Copy every one of the records below word for word, without changing anything.

== Records shown ==

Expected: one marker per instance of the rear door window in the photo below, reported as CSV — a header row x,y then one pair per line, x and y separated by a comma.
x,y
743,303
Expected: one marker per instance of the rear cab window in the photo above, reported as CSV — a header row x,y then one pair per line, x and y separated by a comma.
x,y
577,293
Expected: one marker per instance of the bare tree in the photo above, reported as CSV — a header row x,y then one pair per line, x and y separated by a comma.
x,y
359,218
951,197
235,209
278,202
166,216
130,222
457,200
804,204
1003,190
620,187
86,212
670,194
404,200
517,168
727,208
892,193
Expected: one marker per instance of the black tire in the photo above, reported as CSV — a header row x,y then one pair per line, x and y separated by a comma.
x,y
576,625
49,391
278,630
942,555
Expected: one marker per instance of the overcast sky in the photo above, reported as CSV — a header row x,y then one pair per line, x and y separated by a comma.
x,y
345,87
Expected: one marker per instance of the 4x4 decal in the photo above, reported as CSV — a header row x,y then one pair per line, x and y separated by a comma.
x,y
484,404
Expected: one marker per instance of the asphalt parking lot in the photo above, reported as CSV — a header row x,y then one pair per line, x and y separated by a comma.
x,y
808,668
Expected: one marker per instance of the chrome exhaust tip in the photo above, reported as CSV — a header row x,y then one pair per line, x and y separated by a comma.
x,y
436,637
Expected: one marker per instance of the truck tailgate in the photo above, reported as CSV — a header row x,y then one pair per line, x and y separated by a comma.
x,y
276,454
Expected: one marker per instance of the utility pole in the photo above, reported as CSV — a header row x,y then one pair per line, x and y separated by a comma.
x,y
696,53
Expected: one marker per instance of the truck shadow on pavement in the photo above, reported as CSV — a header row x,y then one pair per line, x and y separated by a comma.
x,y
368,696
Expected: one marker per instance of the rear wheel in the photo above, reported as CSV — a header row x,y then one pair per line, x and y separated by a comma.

===

**Answer below**
Expected: one marker per instance of the rear door window in the photo below, reported as CSV — a header row x,y then one pair per line, x and y separated by a comma.
x,y
743,303
Expected: one marker per instance of the rear cab window in the photo above, reported as CSV — a header row x,y then one pair per line, x and y separated by a comma.
x,y
577,293
Expected: one marker per instance of the bare tree in the photo above, reported as CSV — a header row x,y then one pair per line, x and y separated by a comma.
x,y
359,218
951,197
235,209
278,202
166,216
130,222
457,200
804,204
1003,190
620,187
86,212
670,194
404,200
517,168
727,208
892,193
Expected: one marker per instance of the black tire in the photo above, reported as CSV — a header row x,y then one pair per line, x and y separated by a comma.
x,y
576,625
49,391
278,630
942,555
Expected: one marker per instance of the overcast sky in the photo above, reported as CSV — a header row x,y then one pair per line, x and y separated by a comma.
x,y
345,87
Expected: one marker per instance of the 4x4 decal in the photo above, reported as CSV — a header row x,y then one pair per line, x and y separated by a comma.
x,y
484,404
Expected: one marker per instance of the asphalt parking lot in the photo above, reported as CSV — a header row x,y then one pair per line, x and y separated by a comma.
x,y
808,668
Expected: one marker per instance of the chrome exhaust tip in the photo above, reported as CSV — a header row x,y then one pair per line, x and y separated by a comma.
x,y
436,637
Expected: one marker per instance of the truck tailgate in the photo above, reported as CSV — a header row x,y then one pair per line, x and y separated by a comma.
x,y
276,454
Expected: one marker per instance of the utility pole in the photo above, reported as CSV — a header row x,y then one pair per line, x and y separated by a comma.
x,y
696,53
Expected: one marker per instance of the truck shadow on pavement in the photo above, reported as CSV — a header row x,y then one pair per line, x and y separated by a comma.
x,y
368,696
Expected: one marker per instance of the rear wheel in the photo above, reported as CSV — a header row x,y then one pair per line, x and y separated by a comma.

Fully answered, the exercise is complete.